### Stated problem
Rewrite the part of the records that opens with the line containing "Where can the guard's helmet" and runs through the end of the records. Change "guard's helmet" to "ceremonial helmet" and leave everything else unchanged.

### Listing
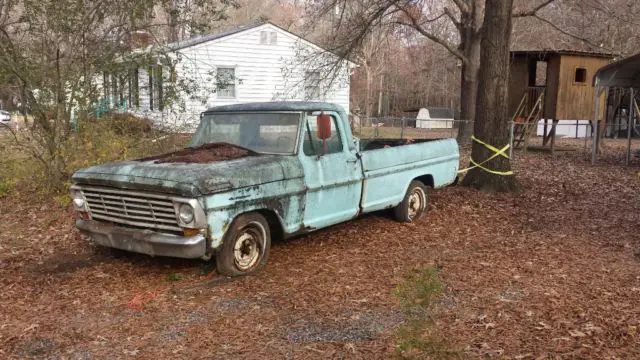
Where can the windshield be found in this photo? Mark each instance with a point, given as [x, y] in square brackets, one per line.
[269, 133]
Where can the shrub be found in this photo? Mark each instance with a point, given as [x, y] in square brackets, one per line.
[126, 124]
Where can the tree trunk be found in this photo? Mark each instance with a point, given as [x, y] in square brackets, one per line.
[492, 118]
[468, 92]
[470, 41]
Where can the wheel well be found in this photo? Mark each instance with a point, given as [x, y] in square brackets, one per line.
[275, 226]
[425, 179]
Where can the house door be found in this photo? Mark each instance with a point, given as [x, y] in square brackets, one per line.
[333, 179]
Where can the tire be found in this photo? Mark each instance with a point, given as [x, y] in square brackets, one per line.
[414, 204]
[245, 248]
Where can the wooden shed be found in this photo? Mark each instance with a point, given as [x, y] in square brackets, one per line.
[554, 85]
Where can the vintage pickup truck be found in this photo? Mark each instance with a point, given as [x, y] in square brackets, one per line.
[253, 172]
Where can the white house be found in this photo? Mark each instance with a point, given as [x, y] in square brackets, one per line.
[256, 62]
[434, 118]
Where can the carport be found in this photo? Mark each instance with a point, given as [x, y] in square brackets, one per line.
[624, 74]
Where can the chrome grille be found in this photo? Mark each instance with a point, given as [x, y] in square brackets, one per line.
[132, 208]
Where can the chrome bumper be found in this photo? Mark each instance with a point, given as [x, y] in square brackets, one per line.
[144, 241]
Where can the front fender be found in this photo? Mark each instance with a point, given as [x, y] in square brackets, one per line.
[285, 199]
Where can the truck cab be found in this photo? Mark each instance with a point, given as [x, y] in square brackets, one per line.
[252, 172]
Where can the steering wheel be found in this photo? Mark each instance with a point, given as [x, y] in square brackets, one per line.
[285, 138]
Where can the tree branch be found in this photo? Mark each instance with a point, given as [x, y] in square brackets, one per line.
[462, 6]
[564, 32]
[534, 11]
[453, 49]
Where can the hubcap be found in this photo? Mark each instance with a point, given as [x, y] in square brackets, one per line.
[416, 202]
[248, 246]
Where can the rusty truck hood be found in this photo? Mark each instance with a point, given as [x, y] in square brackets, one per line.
[189, 179]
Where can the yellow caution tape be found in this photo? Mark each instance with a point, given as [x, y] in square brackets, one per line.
[496, 152]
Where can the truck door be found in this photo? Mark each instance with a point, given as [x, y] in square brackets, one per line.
[333, 173]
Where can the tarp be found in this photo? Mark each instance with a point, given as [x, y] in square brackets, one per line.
[624, 73]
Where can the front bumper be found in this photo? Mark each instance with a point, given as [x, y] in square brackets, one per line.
[144, 241]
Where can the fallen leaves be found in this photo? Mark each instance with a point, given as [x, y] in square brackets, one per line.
[547, 273]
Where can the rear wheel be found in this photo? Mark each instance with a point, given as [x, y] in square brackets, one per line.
[246, 245]
[414, 204]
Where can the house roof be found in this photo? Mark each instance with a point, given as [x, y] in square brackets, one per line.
[544, 54]
[622, 73]
[279, 106]
[440, 113]
[209, 37]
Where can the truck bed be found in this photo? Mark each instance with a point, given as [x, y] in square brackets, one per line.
[390, 165]
[379, 143]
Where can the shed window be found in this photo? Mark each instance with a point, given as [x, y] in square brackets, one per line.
[226, 82]
[581, 75]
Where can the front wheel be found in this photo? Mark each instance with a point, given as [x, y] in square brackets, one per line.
[414, 204]
[246, 245]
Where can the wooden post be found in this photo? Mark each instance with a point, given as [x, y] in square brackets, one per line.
[630, 124]
[552, 133]
[595, 128]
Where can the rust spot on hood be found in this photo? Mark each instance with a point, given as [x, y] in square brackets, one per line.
[204, 154]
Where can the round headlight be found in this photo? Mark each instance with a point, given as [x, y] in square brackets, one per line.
[186, 213]
[78, 200]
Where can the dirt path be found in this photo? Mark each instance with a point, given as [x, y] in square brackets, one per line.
[549, 272]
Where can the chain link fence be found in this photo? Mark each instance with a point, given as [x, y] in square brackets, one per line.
[408, 128]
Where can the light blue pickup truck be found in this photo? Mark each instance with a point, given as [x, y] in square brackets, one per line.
[253, 172]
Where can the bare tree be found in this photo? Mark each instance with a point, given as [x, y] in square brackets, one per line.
[453, 24]
[491, 169]
[53, 54]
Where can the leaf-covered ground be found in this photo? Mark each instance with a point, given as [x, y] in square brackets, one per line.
[554, 271]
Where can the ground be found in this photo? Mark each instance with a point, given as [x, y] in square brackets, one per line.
[553, 272]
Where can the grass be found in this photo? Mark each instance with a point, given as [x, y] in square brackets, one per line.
[417, 337]
[94, 143]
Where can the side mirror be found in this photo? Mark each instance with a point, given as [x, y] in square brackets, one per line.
[324, 126]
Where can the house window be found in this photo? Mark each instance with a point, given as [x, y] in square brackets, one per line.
[106, 85]
[312, 85]
[581, 75]
[114, 90]
[155, 88]
[268, 37]
[134, 90]
[226, 82]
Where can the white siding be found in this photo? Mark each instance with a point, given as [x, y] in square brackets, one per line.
[264, 72]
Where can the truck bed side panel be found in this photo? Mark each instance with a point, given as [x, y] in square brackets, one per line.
[388, 171]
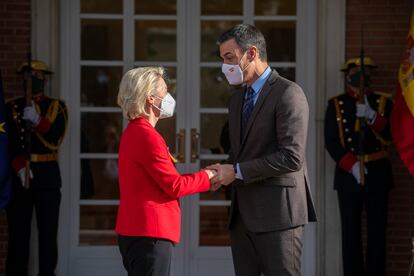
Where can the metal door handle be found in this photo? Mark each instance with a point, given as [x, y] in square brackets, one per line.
[181, 145]
[195, 141]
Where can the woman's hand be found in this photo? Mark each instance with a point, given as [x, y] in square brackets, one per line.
[210, 173]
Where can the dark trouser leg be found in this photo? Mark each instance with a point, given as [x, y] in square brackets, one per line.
[245, 258]
[280, 251]
[47, 204]
[145, 256]
[350, 205]
[19, 217]
[376, 206]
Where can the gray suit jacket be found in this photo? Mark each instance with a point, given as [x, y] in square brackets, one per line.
[274, 193]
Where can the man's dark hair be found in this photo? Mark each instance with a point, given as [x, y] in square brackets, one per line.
[246, 36]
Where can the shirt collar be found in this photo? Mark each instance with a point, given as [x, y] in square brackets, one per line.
[259, 83]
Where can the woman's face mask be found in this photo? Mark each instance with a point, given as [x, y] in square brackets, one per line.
[167, 106]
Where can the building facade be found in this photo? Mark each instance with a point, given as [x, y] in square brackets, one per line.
[89, 44]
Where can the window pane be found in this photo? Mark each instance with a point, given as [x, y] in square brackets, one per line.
[155, 40]
[101, 39]
[215, 90]
[225, 7]
[99, 179]
[288, 73]
[155, 7]
[280, 40]
[210, 32]
[99, 85]
[213, 226]
[275, 7]
[97, 224]
[101, 6]
[213, 128]
[100, 132]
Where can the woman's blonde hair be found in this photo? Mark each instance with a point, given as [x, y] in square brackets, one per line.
[135, 87]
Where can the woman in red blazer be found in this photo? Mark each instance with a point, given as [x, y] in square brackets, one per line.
[148, 222]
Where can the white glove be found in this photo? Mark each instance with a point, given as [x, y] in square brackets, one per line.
[356, 171]
[365, 110]
[30, 114]
[22, 175]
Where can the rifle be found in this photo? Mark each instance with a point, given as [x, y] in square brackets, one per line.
[28, 125]
[361, 121]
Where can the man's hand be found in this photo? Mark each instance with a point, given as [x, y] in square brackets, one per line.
[225, 174]
[22, 175]
[30, 114]
[355, 171]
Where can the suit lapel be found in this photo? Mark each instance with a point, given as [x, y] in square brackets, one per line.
[259, 103]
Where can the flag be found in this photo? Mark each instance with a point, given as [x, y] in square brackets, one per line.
[402, 116]
[5, 179]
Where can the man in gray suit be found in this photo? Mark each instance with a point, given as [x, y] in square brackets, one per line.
[268, 124]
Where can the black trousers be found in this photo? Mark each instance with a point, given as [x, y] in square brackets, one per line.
[275, 253]
[351, 205]
[145, 256]
[46, 203]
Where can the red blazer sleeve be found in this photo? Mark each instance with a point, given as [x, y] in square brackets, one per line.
[157, 162]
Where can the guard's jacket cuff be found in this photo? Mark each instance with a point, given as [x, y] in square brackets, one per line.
[43, 126]
[347, 162]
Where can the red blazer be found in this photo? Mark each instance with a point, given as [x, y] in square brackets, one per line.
[150, 185]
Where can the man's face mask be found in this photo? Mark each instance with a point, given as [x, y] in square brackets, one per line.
[234, 73]
[38, 85]
[167, 106]
[355, 79]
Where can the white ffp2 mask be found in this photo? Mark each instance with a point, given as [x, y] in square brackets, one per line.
[167, 106]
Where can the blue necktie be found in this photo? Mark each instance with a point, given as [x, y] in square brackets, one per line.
[248, 106]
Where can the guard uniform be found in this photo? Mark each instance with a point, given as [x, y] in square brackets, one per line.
[342, 141]
[43, 193]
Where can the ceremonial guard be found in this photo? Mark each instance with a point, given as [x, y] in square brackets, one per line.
[357, 135]
[36, 128]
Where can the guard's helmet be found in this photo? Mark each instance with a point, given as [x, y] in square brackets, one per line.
[35, 65]
[353, 62]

### Task output
Where can the ceremonial helmet be found in this photo? Mark each instance with a point, given as [x, y] in square brackets, one per line.
[35, 65]
[353, 62]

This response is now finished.